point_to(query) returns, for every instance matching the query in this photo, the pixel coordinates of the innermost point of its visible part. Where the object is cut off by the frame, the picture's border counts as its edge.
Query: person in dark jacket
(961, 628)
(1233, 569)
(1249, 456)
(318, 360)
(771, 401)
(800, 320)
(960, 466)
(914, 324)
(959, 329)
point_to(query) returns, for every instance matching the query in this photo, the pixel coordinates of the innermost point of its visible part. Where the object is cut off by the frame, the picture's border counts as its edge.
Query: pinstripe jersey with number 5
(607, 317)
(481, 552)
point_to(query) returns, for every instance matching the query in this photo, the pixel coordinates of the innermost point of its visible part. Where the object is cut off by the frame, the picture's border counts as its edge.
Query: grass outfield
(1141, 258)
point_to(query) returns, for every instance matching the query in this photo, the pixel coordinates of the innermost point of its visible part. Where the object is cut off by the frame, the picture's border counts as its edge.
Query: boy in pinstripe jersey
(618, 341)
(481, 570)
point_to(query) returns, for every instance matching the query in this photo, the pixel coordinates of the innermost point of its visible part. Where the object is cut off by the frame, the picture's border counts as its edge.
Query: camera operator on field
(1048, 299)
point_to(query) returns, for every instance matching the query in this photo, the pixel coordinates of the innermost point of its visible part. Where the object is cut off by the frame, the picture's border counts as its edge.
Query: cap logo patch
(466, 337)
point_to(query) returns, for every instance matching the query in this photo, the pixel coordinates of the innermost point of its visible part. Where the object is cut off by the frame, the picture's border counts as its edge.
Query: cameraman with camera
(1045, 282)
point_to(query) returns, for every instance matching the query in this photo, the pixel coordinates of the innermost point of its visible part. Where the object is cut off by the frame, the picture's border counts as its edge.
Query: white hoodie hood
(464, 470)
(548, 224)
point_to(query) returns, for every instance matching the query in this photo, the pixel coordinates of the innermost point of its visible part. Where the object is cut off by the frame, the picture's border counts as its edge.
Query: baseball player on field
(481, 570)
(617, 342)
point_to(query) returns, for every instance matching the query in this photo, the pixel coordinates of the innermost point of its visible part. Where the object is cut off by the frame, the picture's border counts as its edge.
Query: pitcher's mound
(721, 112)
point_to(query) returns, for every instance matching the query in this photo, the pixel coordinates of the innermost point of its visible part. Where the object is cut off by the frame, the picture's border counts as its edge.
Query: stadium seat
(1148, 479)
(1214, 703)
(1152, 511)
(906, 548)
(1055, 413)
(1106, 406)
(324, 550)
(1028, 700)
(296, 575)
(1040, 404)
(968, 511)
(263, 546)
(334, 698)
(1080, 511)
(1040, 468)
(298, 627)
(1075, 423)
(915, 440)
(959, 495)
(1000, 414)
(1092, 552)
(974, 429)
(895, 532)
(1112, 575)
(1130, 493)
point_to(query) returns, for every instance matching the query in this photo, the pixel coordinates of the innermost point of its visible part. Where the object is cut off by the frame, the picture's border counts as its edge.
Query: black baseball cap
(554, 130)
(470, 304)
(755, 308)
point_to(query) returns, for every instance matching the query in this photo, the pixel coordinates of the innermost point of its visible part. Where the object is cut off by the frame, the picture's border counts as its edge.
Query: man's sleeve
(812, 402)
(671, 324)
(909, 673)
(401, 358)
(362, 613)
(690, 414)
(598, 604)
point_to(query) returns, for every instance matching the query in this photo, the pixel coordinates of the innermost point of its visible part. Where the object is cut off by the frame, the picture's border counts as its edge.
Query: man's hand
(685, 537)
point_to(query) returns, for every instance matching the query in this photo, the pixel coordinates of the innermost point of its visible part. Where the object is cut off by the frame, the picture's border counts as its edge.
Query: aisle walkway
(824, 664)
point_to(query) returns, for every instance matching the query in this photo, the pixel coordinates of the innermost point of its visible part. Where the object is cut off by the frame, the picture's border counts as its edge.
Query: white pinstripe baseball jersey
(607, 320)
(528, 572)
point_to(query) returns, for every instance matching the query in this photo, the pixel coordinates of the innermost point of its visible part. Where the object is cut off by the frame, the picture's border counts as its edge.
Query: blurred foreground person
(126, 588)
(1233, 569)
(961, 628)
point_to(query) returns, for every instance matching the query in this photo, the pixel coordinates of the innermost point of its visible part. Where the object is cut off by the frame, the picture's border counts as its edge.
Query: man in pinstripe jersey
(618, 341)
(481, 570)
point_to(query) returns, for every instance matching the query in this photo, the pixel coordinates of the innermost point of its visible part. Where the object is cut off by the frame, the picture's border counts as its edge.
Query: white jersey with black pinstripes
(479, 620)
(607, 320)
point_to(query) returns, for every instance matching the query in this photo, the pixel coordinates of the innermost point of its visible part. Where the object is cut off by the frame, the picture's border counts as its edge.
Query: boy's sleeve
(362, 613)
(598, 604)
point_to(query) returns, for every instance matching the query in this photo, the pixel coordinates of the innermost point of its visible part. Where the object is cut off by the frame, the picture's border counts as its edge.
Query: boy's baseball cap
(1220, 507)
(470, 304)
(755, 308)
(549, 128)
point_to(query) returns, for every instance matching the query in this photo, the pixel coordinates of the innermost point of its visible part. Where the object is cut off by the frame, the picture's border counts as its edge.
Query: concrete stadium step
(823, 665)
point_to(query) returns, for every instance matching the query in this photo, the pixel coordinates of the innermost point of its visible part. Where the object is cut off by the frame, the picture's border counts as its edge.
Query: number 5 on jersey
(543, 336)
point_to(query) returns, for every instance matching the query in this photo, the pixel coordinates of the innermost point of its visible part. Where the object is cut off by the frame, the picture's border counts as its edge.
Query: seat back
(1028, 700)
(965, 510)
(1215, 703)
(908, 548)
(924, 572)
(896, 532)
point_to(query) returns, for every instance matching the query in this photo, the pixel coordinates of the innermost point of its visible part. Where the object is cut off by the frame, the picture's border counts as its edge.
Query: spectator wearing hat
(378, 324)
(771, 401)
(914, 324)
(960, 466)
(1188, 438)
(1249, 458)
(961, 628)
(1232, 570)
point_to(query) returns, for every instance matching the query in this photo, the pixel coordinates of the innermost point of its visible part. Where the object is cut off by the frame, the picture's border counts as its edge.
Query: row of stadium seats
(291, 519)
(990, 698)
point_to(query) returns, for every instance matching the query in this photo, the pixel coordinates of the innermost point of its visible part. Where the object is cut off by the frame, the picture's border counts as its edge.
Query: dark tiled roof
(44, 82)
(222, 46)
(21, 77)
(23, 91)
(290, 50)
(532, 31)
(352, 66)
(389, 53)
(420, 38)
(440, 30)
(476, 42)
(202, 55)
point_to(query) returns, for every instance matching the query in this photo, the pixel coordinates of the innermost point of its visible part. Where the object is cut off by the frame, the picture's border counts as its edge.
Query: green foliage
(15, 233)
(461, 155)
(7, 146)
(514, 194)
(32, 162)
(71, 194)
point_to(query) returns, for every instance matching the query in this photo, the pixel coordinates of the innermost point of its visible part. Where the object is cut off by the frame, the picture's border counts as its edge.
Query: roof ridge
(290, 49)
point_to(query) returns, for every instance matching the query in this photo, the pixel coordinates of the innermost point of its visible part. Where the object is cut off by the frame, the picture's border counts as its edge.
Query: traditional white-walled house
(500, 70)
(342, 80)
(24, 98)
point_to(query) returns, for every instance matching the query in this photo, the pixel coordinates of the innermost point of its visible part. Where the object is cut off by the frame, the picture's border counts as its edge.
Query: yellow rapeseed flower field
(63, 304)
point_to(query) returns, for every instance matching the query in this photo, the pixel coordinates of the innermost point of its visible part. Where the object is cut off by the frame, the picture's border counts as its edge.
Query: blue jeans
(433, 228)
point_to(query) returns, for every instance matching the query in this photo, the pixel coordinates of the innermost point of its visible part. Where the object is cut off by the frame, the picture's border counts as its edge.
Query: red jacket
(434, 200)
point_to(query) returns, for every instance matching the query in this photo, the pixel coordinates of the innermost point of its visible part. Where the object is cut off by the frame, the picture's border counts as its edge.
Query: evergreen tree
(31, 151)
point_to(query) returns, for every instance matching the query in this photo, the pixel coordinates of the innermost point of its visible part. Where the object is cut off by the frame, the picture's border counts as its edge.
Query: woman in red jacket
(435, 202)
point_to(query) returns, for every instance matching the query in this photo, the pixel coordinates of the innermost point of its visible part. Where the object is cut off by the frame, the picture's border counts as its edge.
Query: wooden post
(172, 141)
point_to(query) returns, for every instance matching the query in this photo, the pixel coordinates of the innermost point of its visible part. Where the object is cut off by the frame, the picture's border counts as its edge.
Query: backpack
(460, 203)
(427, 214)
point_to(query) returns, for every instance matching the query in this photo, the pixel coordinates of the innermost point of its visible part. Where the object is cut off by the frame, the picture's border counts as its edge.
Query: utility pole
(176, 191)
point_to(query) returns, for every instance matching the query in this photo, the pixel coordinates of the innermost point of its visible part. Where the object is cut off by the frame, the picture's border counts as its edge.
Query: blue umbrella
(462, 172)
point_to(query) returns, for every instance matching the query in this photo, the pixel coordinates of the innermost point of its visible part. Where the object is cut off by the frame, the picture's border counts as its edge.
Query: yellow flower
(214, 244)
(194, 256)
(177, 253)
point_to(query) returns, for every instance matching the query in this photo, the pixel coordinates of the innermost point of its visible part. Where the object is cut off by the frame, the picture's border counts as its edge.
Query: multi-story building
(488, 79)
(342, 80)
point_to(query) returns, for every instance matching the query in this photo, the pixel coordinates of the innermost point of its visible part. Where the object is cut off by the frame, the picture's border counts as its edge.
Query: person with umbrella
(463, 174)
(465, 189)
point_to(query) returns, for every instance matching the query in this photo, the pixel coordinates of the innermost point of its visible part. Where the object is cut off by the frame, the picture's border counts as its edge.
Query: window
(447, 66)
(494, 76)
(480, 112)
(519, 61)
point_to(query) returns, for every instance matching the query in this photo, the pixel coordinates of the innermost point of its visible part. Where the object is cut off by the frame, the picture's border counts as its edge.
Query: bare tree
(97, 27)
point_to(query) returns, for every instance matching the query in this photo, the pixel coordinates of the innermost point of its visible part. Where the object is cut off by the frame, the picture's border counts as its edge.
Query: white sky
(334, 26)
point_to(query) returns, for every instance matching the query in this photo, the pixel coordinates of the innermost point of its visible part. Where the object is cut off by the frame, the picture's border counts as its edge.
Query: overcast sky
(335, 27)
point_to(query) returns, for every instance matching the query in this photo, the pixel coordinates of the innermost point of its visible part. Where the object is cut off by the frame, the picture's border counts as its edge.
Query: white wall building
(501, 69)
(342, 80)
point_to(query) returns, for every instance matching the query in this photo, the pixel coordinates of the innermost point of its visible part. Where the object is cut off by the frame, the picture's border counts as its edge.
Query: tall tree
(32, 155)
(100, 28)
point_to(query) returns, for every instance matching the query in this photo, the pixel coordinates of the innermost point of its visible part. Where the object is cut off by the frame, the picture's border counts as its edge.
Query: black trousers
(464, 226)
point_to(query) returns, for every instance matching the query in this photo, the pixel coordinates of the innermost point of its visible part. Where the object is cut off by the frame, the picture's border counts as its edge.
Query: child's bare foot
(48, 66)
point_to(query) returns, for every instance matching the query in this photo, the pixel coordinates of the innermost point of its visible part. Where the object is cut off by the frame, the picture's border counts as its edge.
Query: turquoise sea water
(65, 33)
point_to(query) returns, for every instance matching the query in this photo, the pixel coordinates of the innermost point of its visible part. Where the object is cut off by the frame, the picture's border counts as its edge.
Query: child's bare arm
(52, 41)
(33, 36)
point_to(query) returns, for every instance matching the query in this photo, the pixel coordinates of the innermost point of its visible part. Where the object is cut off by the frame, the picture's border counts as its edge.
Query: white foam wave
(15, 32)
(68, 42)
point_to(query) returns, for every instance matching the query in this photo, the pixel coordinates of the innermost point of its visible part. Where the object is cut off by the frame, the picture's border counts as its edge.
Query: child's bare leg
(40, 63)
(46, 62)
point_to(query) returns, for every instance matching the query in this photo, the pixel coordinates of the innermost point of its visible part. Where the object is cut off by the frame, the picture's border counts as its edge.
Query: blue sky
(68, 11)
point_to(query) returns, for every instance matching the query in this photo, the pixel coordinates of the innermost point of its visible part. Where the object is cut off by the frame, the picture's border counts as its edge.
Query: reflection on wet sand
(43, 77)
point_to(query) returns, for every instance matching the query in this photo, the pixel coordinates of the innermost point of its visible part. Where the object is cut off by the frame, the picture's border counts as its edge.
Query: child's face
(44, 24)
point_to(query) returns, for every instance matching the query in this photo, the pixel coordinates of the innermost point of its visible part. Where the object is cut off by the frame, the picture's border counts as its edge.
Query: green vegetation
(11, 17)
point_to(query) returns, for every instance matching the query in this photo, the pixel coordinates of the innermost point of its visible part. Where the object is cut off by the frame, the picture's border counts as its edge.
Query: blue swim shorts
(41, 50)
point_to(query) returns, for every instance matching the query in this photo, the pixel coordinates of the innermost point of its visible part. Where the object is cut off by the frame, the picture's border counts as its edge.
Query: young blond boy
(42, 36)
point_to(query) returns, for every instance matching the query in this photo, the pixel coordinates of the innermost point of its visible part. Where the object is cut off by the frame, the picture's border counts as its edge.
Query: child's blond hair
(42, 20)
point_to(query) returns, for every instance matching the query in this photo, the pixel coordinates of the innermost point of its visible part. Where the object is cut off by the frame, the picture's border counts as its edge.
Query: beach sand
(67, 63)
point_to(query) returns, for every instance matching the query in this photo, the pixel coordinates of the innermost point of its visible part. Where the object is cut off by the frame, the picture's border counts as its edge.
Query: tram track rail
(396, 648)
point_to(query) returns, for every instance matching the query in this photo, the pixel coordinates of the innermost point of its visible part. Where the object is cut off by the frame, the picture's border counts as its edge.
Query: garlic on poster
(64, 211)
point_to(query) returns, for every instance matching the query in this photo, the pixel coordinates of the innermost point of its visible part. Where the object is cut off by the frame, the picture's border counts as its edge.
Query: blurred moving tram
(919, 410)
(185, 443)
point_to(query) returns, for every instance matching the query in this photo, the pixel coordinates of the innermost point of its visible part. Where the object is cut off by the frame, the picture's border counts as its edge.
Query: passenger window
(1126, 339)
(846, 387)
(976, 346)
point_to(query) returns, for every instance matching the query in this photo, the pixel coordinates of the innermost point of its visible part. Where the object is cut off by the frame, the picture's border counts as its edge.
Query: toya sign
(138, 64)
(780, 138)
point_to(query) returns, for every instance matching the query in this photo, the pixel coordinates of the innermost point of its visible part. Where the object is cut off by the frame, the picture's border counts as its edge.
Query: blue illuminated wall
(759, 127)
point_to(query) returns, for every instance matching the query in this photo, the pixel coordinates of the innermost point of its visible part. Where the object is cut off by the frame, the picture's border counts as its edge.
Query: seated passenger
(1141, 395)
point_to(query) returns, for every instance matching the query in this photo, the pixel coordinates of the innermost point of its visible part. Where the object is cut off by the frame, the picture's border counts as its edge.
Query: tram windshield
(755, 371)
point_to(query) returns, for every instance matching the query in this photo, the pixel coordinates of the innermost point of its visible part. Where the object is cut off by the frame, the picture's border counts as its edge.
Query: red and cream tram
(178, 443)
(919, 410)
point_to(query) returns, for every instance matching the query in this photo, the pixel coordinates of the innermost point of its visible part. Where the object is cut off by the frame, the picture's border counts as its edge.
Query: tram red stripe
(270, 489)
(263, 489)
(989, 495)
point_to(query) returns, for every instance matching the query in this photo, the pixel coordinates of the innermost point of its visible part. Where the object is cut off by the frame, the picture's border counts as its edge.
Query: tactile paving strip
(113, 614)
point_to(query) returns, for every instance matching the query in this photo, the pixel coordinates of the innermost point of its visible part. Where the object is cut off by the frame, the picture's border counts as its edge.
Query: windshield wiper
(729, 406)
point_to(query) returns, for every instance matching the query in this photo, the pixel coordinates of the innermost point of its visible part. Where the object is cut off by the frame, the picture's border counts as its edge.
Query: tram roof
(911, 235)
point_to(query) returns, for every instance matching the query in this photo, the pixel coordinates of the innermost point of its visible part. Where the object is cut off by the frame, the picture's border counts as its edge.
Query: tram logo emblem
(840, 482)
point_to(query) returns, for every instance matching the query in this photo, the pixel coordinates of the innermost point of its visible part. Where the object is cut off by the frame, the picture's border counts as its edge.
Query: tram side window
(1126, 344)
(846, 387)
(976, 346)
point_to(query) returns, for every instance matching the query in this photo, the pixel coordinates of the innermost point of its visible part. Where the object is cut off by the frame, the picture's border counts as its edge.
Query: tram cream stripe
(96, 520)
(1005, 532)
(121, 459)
--------
Given problem: Reproduce the records word for word from their first line through the line containing "(1045, 282)", including that line.

The response:
point_to(query) returns, for every instance matching the query in this photo, the pixel coordinates of the innermost point of its visible part. Where the object is cut off by the frame, the picture's border counts as its edge.
Query: person in dark jacket
(961, 628)
(1233, 569)
(1249, 456)
(318, 360)
(771, 401)
(800, 320)
(960, 466)
(914, 324)
(959, 329)
point_to(query) returns, for every instance matching the query in this photo, the pixel coordinates of the innermost point of its visible part. Where the object is cut off by the frame, the picture's border counts as its edge.
Query: pinstripe jersey with number 5
(607, 317)
(481, 552)
point_to(query) returns, for every instance matching the query in this photo, the pixel coordinates of the innermost point of its visible part. Where the object is cut off by the frame, the picture's border counts as its edge.
Query: grass outfield
(1141, 258)
point_to(query) returns, for every instance matching the query in this photo, the pixel coordinates of the innermost point of its visible part. Where the object is cut off by the frame, the picture's border counts as its edge.
Query: boy in pinstripe jersey
(618, 341)
(481, 570)
point_to(query) returns, for every instance matching the query in this photo, the pixel coordinates of the innermost point of its visible part. Where the object is cut off by the frame, the picture's border counts as its edge.
Query: camera operator on field
(1048, 299)
point_to(query) returns, for every instance matching the query in this photo, the pixel coordinates of the innermost point of its visible part. Where the object is cut off by the frame, the picture's border counts as its edge.
Query: cap logo patch
(466, 337)
point_to(query) returns, for every instance matching the query in this photo, the pixel coordinates of the innermost point of its visible part. Where the object is cut off by the frame, the picture's border counts as its edge.
Query: cameraman with camera
(1045, 282)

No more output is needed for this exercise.